# [Brief]
Substitute "right hand" for "left hand" in the lines of the material from the one containing "like x=562, y=489." through the one containing "x=881, y=643", and write out only those lines with everything else left as it is.

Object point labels
■ ■ ■ ■
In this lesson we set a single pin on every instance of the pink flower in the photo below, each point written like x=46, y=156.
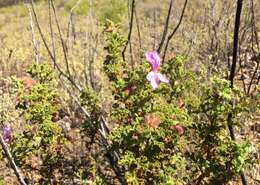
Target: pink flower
x=153, y=76
x=7, y=134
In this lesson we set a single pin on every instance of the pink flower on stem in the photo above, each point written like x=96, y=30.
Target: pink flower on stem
x=154, y=76
x=7, y=134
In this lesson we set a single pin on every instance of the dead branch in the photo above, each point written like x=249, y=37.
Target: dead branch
x=130, y=28
x=166, y=25
x=174, y=30
x=8, y=154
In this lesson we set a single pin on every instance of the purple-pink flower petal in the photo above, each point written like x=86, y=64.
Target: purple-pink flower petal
x=162, y=78
x=155, y=82
x=7, y=134
x=154, y=59
x=150, y=75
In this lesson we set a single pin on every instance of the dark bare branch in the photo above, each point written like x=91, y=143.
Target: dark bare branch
x=130, y=28
x=174, y=30
x=166, y=26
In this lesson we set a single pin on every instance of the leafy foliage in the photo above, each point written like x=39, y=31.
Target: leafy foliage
x=39, y=145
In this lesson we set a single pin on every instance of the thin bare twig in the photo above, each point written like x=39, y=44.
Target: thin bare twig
x=52, y=34
x=232, y=74
x=174, y=30
x=8, y=154
x=64, y=48
x=35, y=44
x=49, y=51
x=130, y=28
x=138, y=29
x=166, y=25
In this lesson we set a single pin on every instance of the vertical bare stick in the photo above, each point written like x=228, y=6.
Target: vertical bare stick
x=174, y=30
x=65, y=52
x=130, y=44
x=49, y=51
x=233, y=71
x=8, y=154
x=35, y=44
x=138, y=29
x=52, y=35
x=130, y=28
x=165, y=31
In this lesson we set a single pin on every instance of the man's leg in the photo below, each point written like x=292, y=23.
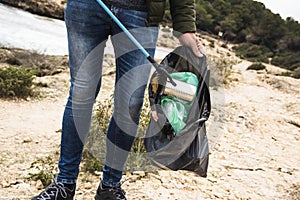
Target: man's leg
x=132, y=73
x=88, y=29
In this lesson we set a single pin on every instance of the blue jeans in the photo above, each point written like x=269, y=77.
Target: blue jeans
x=88, y=28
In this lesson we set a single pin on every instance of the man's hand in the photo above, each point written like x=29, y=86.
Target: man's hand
x=190, y=40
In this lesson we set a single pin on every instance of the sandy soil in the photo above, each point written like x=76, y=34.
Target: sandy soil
x=254, y=133
x=254, y=156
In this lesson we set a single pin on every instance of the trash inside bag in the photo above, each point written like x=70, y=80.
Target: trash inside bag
x=176, y=109
x=184, y=146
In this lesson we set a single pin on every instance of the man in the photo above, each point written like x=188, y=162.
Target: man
x=88, y=28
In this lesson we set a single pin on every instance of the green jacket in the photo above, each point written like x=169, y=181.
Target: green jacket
x=182, y=12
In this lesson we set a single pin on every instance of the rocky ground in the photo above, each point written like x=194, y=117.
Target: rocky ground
x=254, y=133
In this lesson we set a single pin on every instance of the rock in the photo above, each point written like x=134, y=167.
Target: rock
x=139, y=173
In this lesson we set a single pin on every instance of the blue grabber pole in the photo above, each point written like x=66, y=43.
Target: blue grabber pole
x=159, y=69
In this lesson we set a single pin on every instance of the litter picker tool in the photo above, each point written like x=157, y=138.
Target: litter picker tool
x=184, y=91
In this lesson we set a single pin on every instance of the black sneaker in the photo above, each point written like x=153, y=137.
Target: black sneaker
x=109, y=193
x=57, y=191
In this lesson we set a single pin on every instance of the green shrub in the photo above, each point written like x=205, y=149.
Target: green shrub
x=256, y=66
x=287, y=60
x=296, y=73
x=16, y=82
x=93, y=156
x=45, y=170
x=252, y=52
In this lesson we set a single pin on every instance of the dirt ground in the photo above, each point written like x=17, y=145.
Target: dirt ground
x=254, y=152
x=254, y=133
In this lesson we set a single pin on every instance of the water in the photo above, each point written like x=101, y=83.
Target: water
x=21, y=29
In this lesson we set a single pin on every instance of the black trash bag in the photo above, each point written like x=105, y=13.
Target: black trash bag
x=188, y=149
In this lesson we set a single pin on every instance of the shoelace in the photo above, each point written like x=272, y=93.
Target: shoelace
x=53, y=190
x=119, y=192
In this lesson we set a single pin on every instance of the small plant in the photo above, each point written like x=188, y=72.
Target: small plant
x=16, y=82
x=94, y=152
x=296, y=73
x=220, y=71
x=45, y=168
x=256, y=66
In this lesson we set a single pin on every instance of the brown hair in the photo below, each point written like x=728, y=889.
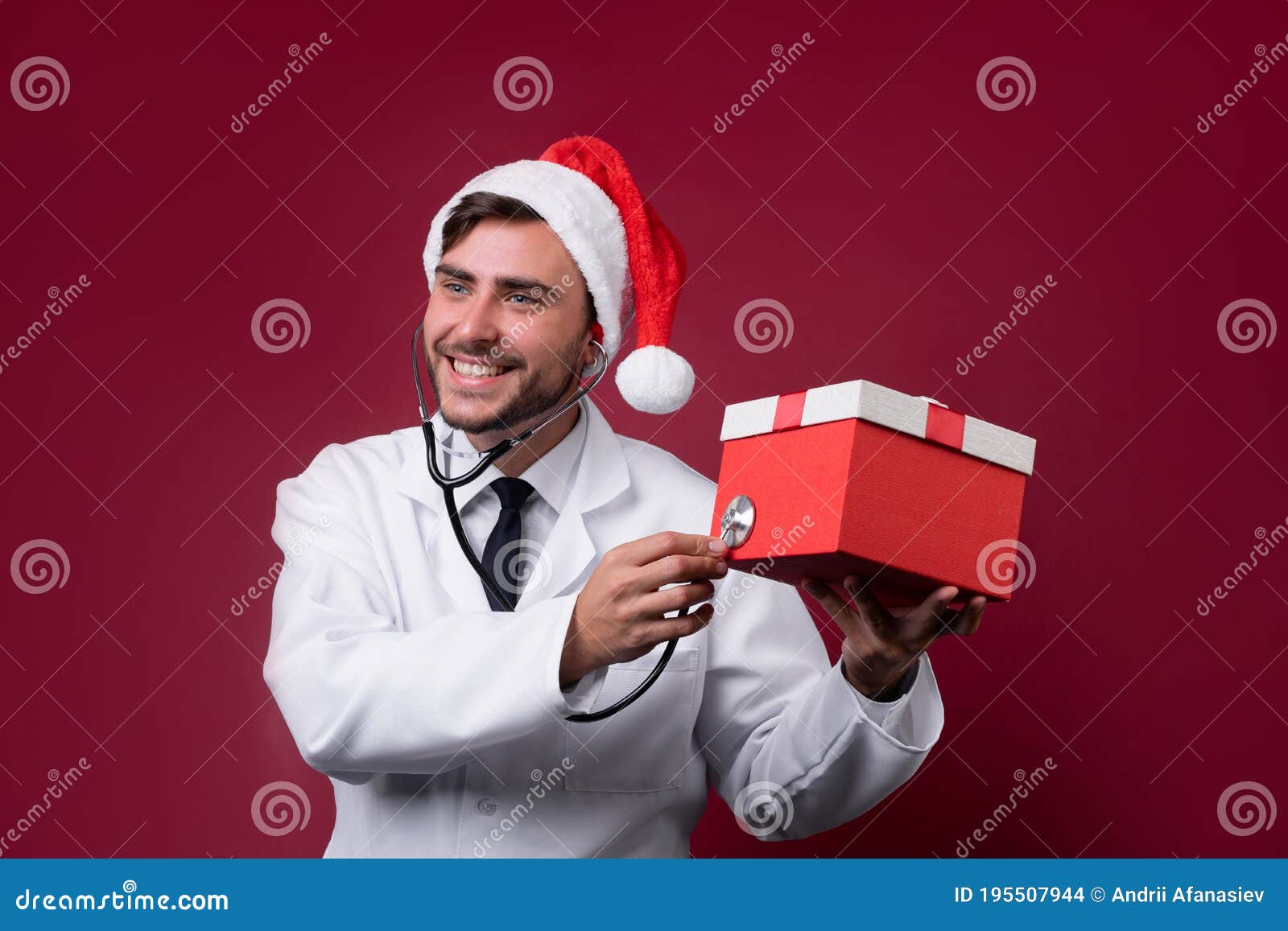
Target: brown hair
x=483, y=205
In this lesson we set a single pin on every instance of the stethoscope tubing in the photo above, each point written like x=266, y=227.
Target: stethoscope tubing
x=448, y=486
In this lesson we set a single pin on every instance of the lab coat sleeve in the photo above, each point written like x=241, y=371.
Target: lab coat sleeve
x=365, y=693
x=778, y=721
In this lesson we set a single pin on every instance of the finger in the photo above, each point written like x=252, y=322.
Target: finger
x=969, y=617
x=867, y=605
x=822, y=592
x=676, y=568
x=682, y=626
x=654, y=605
x=933, y=615
x=657, y=545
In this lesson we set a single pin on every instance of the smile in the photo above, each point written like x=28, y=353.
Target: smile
x=476, y=371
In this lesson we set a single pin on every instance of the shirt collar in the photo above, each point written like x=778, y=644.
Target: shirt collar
x=551, y=476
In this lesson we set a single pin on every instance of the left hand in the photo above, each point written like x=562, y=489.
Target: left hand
x=881, y=643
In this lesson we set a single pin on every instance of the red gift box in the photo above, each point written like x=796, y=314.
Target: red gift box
x=857, y=478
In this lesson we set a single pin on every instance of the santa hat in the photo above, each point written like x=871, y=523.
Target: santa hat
x=633, y=264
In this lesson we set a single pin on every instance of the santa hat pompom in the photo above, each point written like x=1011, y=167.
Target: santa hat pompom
x=654, y=380
x=633, y=264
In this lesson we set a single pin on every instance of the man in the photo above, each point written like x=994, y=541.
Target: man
x=440, y=715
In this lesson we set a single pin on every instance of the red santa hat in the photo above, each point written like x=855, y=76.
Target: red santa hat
x=633, y=264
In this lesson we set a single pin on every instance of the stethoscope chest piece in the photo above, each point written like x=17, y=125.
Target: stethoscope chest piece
x=737, y=521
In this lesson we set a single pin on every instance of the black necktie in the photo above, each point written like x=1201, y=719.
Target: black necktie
x=502, y=555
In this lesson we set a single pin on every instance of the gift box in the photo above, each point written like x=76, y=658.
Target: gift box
x=857, y=478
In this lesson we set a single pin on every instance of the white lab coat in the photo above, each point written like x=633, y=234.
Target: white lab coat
x=441, y=723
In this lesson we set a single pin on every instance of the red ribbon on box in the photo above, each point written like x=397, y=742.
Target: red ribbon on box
x=787, y=411
x=944, y=426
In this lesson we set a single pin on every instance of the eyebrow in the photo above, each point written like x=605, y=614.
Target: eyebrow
x=502, y=282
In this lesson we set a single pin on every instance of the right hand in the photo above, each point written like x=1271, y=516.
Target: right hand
x=620, y=613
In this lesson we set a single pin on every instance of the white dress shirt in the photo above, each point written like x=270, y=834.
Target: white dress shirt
x=551, y=478
x=442, y=725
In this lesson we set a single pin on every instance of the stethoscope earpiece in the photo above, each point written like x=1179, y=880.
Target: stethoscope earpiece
x=448, y=486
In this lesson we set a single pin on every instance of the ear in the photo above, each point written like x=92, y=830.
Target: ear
x=588, y=356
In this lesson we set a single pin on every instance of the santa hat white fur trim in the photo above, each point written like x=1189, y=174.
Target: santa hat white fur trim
x=581, y=216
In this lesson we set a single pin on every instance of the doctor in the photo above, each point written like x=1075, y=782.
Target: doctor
x=441, y=718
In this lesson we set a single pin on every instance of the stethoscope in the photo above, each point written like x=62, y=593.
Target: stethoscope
x=448, y=487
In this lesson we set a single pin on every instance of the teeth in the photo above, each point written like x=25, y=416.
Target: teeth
x=476, y=370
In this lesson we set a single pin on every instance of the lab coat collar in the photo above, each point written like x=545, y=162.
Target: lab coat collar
x=551, y=476
x=601, y=476
x=601, y=469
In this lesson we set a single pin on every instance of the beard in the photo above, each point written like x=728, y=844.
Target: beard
x=532, y=394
■ ■ ■ ■
# [Response]
In this lesson we set a single pin on every instance of the right hand in the photo above, each point written like x=562, y=489.
Target: right hand
x=881, y=643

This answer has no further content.